- **The exercise**
Exactly repeat the line that contains "task: draw the outline of the target", then every line after it up to and including the final line.

- **Region annotation entries**
☆ ☆ ☆

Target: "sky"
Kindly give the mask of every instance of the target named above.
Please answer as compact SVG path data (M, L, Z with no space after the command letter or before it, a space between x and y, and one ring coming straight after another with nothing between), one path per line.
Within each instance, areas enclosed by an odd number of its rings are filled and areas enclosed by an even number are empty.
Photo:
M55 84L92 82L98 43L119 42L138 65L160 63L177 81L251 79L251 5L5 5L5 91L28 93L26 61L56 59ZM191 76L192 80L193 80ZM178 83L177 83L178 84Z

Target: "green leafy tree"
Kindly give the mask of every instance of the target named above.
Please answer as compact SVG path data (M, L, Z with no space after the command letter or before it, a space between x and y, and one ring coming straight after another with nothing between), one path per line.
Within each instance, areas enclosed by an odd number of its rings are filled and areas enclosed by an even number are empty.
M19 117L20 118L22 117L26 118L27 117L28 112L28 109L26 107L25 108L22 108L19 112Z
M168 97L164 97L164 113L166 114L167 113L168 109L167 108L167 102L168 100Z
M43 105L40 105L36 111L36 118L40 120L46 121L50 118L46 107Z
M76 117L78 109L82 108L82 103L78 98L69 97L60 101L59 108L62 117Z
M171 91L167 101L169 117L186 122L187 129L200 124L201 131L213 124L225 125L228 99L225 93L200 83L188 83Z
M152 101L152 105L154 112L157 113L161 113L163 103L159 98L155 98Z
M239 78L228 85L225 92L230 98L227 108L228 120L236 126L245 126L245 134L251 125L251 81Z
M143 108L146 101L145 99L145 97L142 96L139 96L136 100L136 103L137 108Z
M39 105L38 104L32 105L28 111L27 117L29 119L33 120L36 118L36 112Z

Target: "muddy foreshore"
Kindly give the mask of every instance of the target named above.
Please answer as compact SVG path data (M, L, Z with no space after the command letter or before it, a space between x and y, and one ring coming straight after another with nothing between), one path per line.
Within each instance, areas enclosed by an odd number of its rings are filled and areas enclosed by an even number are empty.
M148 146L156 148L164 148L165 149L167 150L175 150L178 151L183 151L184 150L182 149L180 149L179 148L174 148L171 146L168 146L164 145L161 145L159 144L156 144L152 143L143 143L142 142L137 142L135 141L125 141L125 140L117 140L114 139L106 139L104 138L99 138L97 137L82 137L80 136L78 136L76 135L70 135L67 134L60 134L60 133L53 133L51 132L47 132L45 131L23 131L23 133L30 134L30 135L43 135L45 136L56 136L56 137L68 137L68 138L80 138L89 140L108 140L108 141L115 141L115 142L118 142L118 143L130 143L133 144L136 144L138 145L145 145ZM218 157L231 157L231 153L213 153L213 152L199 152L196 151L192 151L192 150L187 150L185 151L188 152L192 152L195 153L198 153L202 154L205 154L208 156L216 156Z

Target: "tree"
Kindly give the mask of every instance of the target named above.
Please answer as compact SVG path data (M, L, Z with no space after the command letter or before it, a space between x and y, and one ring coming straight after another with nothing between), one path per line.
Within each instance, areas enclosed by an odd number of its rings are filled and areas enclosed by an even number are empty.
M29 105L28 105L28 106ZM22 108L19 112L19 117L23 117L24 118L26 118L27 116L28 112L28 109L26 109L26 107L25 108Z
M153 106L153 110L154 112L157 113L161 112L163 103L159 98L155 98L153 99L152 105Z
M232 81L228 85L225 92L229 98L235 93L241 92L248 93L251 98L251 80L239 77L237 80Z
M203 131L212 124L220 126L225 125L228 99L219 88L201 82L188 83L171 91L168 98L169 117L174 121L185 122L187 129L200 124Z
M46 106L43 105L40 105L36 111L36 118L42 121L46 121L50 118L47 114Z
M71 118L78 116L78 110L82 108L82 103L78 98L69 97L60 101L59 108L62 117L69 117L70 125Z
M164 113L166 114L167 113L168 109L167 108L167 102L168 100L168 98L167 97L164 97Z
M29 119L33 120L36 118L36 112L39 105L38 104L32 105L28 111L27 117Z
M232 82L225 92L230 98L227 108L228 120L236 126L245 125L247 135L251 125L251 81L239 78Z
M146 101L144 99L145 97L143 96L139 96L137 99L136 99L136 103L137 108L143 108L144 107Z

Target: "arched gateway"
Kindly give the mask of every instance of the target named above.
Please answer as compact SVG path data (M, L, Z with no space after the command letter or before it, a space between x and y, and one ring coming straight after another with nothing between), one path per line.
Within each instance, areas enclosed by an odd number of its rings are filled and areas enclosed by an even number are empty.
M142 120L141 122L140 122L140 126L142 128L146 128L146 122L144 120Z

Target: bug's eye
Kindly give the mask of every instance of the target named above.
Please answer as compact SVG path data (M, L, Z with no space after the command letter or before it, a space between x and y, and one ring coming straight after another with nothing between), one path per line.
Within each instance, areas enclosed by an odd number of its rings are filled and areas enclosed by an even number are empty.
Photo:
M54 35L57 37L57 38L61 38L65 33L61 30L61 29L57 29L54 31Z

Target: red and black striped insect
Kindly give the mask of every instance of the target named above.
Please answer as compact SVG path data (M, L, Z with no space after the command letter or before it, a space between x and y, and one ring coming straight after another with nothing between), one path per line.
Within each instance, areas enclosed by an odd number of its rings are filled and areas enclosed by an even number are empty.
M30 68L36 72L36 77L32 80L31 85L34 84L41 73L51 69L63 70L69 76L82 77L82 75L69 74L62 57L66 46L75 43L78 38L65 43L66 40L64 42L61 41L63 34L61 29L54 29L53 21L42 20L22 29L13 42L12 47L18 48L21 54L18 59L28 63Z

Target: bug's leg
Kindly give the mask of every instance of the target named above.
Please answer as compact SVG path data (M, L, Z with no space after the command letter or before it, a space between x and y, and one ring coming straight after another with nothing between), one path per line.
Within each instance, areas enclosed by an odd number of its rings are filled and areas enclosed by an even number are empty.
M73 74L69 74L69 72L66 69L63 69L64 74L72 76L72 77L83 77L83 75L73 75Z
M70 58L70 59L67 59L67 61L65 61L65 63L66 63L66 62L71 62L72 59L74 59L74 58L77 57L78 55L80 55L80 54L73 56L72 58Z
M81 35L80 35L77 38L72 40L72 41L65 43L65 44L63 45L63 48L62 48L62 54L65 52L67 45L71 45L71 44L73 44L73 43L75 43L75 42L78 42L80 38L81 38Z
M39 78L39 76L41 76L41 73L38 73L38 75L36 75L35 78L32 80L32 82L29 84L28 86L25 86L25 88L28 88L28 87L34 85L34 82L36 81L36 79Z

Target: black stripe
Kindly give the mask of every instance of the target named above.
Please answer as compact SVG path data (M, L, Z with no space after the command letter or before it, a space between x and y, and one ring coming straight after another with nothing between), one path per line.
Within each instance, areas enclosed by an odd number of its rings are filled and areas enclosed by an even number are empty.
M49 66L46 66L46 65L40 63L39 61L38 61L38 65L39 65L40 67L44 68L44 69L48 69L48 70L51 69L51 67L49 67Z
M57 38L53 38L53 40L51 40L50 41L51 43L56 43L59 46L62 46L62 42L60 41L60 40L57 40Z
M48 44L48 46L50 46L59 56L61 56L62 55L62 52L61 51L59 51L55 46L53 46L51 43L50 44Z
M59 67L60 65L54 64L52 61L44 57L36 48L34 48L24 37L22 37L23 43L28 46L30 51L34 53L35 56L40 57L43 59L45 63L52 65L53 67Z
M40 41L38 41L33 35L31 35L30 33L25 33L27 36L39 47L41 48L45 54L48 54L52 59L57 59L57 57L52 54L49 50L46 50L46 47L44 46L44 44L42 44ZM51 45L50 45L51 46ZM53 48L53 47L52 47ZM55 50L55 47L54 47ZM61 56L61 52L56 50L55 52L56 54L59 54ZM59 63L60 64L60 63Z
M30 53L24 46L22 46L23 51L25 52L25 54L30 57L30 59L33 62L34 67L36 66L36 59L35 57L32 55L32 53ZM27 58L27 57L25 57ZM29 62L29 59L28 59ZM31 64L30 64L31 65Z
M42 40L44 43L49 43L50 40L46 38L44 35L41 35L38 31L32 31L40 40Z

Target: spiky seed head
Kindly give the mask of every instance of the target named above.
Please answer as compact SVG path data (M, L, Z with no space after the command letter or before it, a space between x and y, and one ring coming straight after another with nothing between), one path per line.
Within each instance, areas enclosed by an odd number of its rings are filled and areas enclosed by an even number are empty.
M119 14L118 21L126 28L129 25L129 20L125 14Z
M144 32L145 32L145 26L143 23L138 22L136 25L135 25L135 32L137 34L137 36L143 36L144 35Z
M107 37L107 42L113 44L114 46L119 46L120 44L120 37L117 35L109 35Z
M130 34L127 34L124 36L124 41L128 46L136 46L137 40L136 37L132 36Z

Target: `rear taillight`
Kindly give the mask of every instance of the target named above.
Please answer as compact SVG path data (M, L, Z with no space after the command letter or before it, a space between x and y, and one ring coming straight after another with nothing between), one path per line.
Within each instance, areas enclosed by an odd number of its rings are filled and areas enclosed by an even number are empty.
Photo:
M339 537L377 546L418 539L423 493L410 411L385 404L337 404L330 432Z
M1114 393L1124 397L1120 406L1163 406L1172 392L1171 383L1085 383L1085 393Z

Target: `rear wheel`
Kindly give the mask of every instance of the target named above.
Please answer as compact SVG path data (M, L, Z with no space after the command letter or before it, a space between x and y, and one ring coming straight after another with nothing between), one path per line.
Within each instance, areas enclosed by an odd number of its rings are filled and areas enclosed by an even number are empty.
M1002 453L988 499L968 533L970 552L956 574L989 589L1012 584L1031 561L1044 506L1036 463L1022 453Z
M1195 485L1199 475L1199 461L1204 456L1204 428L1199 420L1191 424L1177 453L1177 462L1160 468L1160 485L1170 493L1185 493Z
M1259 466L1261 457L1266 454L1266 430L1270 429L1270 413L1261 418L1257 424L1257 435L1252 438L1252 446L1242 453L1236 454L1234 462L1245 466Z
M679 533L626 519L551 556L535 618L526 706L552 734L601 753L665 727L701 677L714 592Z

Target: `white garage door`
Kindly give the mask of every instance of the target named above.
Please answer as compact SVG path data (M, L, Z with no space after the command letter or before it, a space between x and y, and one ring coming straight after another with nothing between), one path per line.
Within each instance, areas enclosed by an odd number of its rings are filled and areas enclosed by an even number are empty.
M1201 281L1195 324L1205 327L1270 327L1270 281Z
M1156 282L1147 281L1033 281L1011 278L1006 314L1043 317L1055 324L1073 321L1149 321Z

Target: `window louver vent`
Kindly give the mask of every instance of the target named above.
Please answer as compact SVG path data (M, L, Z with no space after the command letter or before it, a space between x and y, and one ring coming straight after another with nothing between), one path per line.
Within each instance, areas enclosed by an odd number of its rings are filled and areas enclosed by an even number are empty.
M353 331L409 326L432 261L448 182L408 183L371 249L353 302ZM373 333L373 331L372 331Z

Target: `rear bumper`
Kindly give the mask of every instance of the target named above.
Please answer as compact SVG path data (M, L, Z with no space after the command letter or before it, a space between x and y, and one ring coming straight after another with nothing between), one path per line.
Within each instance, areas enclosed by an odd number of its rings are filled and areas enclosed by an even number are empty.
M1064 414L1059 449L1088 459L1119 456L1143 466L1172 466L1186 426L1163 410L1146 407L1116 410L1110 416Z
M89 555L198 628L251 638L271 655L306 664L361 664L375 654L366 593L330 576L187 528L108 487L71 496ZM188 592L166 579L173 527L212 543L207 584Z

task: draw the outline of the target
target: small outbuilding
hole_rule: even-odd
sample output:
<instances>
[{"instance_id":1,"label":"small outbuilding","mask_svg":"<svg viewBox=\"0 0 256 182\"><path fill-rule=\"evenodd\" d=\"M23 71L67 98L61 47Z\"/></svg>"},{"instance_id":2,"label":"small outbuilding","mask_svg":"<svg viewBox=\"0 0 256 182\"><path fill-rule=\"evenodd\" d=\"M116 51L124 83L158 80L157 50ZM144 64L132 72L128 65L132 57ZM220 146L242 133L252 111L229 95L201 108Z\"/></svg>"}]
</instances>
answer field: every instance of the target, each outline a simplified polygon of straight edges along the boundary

☆ ☆ ☆

- **Answer to the exercise**
task: draw the outline of the target
target: small outbuilding
hole_rule: even-odd
sample output:
<instances>
[{"instance_id":1,"label":"small outbuilding","mask_svg":"<svg viewBox=\"0 0 256 182\"><path fill-rule=\"evenodd\" d=\"M23 71L67 98L61 47Z\"/></svg>"},{"instance_id":2,"label":"small outbuilding","mask_svg":"<svg viewBox=\"0 0 256 182\"><path fill-rule=\"evenodd\" d=\"M116 51L124 83L158 80L157 50ZM144 64L132 72L128 65L132 57ZM220 146L242 133L252 111L229 95L201 108Z\"/></svg>"}]
</instances>
answer field: every instance of the target, each outline a simplified polygon of straight edges along the boundary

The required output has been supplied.